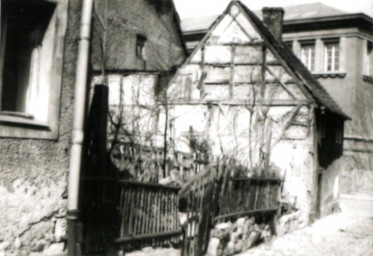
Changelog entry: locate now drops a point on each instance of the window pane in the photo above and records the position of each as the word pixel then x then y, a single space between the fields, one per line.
pixel 332 56
pixel 308 56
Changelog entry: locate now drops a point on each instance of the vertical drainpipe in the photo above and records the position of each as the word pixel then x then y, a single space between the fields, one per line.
pixel 78 126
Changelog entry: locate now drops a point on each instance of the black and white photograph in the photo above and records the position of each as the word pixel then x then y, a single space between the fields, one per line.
pixel 186 128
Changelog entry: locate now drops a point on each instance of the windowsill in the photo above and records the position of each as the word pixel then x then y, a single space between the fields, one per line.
pixel 21 120
pixel 329 75
pixel 368 78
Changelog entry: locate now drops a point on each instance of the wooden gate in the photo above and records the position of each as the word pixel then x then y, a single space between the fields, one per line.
pixel 199 194
pixel 149 215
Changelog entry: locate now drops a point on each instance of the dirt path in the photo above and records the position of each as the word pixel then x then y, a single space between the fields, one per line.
pixel 339 234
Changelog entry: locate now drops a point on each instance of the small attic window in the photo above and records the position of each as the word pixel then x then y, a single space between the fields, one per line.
pixel 140 44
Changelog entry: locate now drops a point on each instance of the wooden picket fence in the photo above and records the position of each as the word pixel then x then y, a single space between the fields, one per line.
pixel 149 212
pixel 215 196
pixel 149 215
pixel 199 194
pixel 248 196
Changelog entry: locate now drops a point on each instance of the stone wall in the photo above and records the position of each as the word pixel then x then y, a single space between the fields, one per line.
pixel 33 173
pixel 231 238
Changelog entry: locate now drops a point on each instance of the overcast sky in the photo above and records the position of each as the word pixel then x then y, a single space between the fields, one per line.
pixel 196 8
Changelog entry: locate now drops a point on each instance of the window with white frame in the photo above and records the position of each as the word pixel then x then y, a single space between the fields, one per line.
pixel 308 55
pixel 369 59
pixel 32 36
pixel 27 45
pixel 331 55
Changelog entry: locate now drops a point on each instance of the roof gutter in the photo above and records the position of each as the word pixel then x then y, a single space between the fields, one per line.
pixel 78 125
pixel 341 17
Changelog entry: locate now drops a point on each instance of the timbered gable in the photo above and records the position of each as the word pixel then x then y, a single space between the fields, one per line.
pixel 234 62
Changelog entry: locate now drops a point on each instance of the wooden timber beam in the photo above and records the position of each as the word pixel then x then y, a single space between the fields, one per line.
pixel 287 125
pixel 236 102
pixel 281 83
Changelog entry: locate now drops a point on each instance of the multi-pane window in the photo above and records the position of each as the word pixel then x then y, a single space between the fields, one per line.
pixel 308 55
pixel 331 56
pixel 27 43
pixel 289 44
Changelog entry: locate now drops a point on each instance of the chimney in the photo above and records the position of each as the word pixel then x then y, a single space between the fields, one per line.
pixel 273 18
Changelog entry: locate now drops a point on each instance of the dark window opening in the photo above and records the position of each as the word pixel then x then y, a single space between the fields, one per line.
pixel 140 45
pixel 23 28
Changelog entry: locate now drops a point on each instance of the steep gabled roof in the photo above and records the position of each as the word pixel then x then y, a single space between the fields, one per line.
pixel 292 12
pixel 314 87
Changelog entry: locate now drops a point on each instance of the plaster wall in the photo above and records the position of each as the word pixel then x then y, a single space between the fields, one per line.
pixel 33 173
pixel 117 26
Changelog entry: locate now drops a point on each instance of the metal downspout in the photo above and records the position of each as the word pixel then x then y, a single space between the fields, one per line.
pixel 78 126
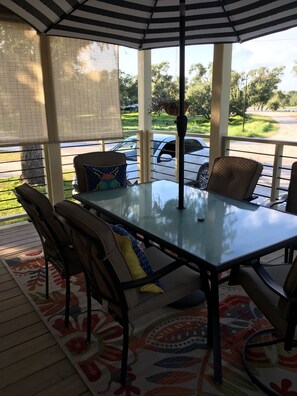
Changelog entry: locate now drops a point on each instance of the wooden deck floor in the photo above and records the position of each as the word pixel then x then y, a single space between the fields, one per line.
pixel 31 361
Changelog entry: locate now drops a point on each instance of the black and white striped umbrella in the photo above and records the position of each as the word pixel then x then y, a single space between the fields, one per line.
pixel 148 24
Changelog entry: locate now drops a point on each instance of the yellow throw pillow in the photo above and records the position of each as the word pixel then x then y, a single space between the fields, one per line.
pixel 135 268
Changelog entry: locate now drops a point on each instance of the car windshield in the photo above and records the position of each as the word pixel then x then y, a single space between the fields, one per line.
pixel 127 145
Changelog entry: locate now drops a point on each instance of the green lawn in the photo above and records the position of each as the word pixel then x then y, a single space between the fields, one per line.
pixel 255 126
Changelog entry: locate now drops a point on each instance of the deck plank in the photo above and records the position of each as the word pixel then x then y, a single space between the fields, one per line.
pixel 31 361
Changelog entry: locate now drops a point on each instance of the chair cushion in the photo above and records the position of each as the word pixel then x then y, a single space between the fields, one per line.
pixel 133 263
pixel 146 266
pixel 105 177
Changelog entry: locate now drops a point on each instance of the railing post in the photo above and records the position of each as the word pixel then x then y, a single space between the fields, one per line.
pixel 144 116
pixel 277 163
pixel 54 174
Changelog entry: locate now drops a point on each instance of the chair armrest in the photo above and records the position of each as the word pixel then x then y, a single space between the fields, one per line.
pixel 252 198
pixel 276 202
pixel 269 282
pixel 155 276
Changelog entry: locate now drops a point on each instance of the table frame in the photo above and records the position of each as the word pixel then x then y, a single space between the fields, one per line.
pixel 207 270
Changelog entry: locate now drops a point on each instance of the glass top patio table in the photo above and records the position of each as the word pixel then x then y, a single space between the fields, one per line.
pixel 212 229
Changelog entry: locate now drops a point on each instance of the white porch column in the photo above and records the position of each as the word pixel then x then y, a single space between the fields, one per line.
pixel 52 152
pixel 144 118
pixel 221 80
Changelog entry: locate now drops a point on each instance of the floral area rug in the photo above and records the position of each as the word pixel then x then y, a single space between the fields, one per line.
pixel 167 350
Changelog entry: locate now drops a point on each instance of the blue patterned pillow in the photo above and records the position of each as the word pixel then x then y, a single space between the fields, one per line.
pixel 106 177
pixel 137 249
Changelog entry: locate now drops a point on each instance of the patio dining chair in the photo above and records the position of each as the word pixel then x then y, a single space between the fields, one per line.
pixel 234 177
pixel 56 246
pixel 274 290
pixel 115 275
pixel 290 205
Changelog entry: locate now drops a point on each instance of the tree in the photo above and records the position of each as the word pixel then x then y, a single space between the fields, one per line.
pixel 199 93
pixel 128 89
pixel 262 84
pixel 165 88
pixel 238 94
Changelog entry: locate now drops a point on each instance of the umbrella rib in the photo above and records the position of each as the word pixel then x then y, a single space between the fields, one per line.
pixel 229 19
pixel 65 14
pixel 148 24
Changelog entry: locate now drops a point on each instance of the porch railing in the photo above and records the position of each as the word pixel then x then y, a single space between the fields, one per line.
pixel 276 156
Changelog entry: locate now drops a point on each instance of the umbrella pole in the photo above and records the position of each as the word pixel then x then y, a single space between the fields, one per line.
pixel 181 120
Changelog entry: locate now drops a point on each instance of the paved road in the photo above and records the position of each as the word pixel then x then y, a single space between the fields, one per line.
pixel 287 131
pixel 287 124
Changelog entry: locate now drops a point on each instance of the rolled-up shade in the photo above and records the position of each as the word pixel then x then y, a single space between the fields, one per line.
pixel 70 92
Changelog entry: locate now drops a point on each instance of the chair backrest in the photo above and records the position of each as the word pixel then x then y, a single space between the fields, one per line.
pixel 234 177
pixel 98 158
pixel 40 211
pixel 291 205
pixel 99 252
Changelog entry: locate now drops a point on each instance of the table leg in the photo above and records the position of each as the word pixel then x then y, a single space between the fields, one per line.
pixel 215 326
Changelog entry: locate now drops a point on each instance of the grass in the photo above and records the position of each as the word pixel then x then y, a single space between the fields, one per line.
pixel 254 125
pixel 8 202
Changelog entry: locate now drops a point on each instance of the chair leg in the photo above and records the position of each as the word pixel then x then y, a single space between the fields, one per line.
pixel 89 310
pixel 67 303
pixel 46 278
pixel 125 352
pixel 248 345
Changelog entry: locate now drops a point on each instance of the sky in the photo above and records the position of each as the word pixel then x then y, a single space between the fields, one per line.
pixel 279 49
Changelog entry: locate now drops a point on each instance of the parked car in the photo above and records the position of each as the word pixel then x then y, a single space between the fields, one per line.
pixel 132 107
pixel 163 159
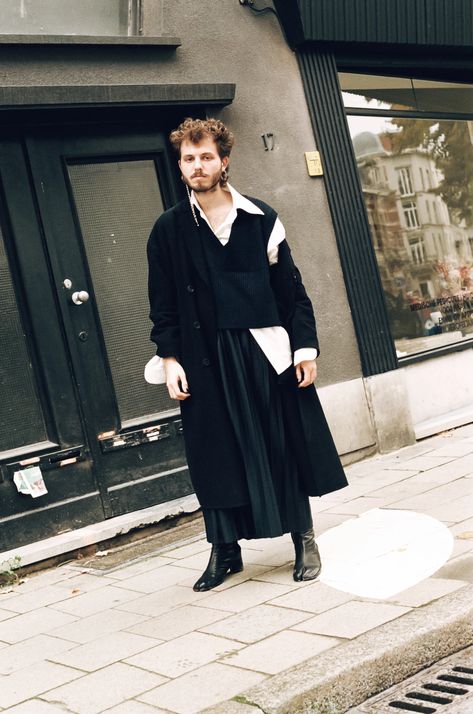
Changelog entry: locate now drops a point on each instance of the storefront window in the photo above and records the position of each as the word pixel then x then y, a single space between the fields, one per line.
pixel 416 174
pixel 67 17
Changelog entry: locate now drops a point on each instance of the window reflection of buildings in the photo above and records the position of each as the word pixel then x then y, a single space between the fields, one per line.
pixel 421 253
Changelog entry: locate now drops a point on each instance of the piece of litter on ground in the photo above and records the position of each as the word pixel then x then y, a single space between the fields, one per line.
pixel 383 552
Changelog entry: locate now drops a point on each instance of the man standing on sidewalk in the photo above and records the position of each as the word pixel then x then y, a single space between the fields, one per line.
pixel 236 330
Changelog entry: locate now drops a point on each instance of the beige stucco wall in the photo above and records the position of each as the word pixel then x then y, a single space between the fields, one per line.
pixel 225 42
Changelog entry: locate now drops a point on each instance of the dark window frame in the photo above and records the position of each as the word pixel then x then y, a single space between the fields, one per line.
pixel 319 68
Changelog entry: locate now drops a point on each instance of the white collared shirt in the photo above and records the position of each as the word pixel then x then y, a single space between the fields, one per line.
pixel 274 341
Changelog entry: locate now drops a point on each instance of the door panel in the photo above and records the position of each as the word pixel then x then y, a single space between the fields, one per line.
pixel 98 199
pixel 41 414
pixel 21 416
pixel 115 233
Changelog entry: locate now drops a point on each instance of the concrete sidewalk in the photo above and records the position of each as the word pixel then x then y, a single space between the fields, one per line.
pixel 138 640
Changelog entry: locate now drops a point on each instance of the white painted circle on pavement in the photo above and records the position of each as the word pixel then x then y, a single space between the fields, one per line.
pixel 383 552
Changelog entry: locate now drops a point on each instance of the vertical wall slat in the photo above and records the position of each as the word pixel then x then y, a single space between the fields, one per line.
pixel 445 23
pixel 364 289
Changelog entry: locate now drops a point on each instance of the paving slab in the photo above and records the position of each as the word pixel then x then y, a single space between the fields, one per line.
pixel 184 654
pixel 136 639
pixel 177 622
pixel 43 676
pixel 345 676
pixel 351 619
pixel 202 688
pixel 104 651
pixel 31 651
pixel 256 623
pixel 91 628
pixel 280 651
pixel 246 595
pixel 36 622
pixel 96 692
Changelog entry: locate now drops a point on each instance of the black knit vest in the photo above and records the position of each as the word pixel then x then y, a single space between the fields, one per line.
pixel 239 272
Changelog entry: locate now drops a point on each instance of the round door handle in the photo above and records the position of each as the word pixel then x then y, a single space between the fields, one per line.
pixel 79 297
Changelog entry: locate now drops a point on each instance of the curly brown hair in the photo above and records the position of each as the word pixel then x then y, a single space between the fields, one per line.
pixel 194 130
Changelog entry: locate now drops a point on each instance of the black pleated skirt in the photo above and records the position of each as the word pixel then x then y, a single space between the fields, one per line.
pixel 257 402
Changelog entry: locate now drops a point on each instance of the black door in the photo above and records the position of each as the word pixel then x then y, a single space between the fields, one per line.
pixel 78 210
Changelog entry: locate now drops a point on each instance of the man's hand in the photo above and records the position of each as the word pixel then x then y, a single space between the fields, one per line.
pixel 176 381
pixel 306 372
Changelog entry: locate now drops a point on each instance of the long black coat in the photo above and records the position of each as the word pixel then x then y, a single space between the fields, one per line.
pixel 184 326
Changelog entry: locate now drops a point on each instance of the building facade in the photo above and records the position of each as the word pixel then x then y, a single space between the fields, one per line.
pixel 383 236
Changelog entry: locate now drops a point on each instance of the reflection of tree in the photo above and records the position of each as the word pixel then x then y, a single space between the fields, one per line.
pixel 449 144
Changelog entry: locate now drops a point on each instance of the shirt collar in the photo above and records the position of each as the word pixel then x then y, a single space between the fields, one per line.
pixel 239 201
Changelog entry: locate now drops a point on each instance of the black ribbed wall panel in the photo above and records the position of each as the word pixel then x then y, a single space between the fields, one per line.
pixel 319 73
pixel 447 23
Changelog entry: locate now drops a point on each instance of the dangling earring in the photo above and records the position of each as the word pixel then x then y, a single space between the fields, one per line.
pixel 191 204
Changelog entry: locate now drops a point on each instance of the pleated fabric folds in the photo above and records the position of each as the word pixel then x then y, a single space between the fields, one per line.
pixel 257 403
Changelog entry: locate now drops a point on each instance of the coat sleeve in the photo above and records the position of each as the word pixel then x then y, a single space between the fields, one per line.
pixel 293 301
pixel 162 295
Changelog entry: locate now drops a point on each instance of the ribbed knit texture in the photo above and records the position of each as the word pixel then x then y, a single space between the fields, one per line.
pixel 239 272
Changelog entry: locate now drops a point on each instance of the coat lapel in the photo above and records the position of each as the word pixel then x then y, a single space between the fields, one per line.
pixel 192 240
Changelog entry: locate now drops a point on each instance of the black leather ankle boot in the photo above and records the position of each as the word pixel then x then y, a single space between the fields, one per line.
pixel 224 558
pixel 307 565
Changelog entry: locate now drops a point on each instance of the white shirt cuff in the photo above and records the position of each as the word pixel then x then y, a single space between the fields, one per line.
pixel 305 353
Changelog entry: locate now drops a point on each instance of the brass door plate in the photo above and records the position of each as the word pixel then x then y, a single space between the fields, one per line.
pixel 314 165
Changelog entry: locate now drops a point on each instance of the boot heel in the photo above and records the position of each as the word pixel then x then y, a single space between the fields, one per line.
pixel 237 565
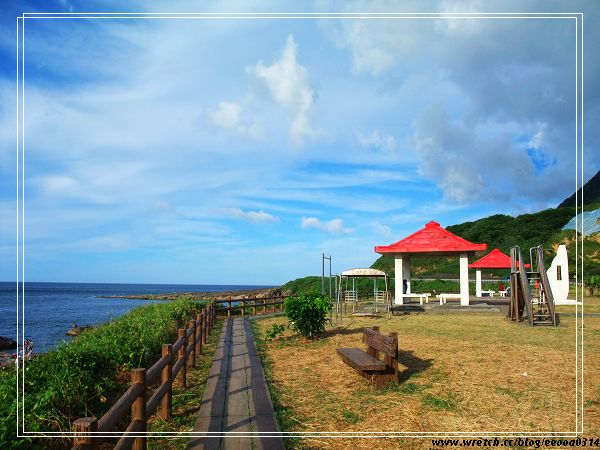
◆ ◆ ◆ ◆ ◆
__Exercise brief__. Please reproduce the material above word for word, starting with the line that contains "the coat sleeve" and going on through the line that contains "pixel 192 240", with both of those lines included and nothing else.

__The reply__.
Changelog entry: locate now drops a point on each instance of the coat sleeve in the photo above and records the position of each as the word pixel then x then y, a single space between the fields, one per line.
pixel 293 301
pixel 162 295
Changelog entry: locate now drops a point on each instance of the ribbed knit texture in the photo above and records the position of each as the word pixel then x then y, a single space between the fields, one per line.
pixel 239 272
Changelog entry: locate now drops a point on each instance of the coat lapel in the photo above and records the position of each as the word pixel then x then y, a single space between the fields, one per line.
pixel 192 240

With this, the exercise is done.